--- start of DATA SHOWN ---
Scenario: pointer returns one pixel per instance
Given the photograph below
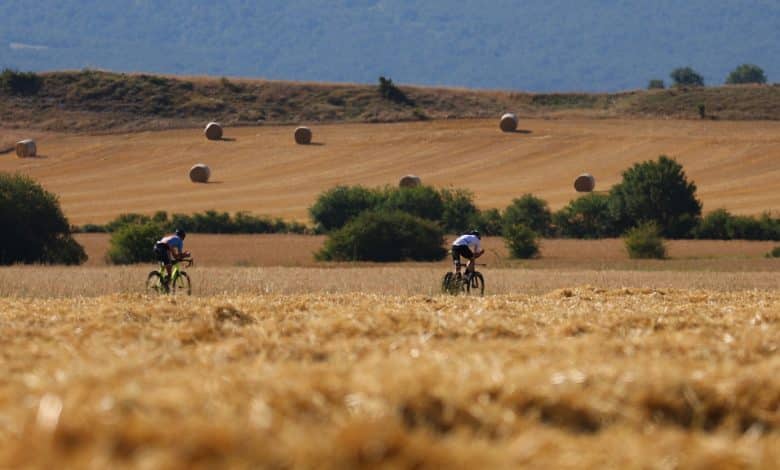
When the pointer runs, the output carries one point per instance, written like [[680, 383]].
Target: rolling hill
[[262, 171], [535, 45]]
--- end of DATA SHOWN ---
- REQUIREMENT: Rewrite the material above, changing "pointer" to "locator" everywhere and leaving everything else unchanged. Omit the pictures from your answer.

- EXERCISE SOLUTION:
Scenario: locator returns one pixel per instance
Given the photograph below
When the locator runs, the output carries one point per instance, written like [[680, 383]].
Target: rolling hill
[[262, 171], [535, 45]]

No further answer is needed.